Could you return each of the entries below word for word, leaving the pictures out of your answer?

————

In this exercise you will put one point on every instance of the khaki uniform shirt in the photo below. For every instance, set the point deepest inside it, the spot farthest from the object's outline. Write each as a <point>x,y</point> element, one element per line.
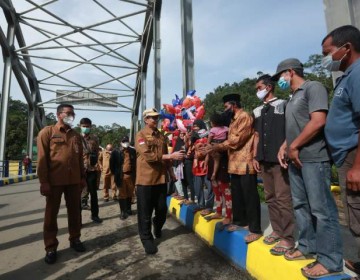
<point>60,156</point>
<point>127,162</point>
<point>150,146</point>
<point>240,144</point>
<point>104,162</point>
<point>86,152</point>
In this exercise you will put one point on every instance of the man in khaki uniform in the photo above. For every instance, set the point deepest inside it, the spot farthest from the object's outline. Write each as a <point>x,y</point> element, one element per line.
<point>151,178</point>
<point>61,170</point>
<point>108,177</point>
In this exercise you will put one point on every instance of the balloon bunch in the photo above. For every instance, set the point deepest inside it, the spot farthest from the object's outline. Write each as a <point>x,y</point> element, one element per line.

————

Solution to this task -
In this exercise you will put one point on every instance of the khaki uniform shirt in the photo below. For every instance, set the point deepest inside it, the spot farthest from the object's outline. Write each as a <point>x,y</point> element, one element per line.
<point>60,156</point>
<point>127,162</point>
<point>150,146</point>
<point>240,144</point>
<point>104,162</point>
<point>86,152</point>
In this exercise you will put one point on every instance of the man in khaki uniform in the photo above. For every instance, set the point deepest inside it, the spot farthest from the object's outline. Write each as a <point>x,y</point> element, one element per line.
<point>151,178</point>
<point>61,170</point>
<point>108,177</point>
In this exercise you will put one point on every instance of the balloon bunch in the photo above. For every instance, set the point deepest inside it, the spot farthest from the object's outline. Write each as a <point>x,y</point> element, one element per line.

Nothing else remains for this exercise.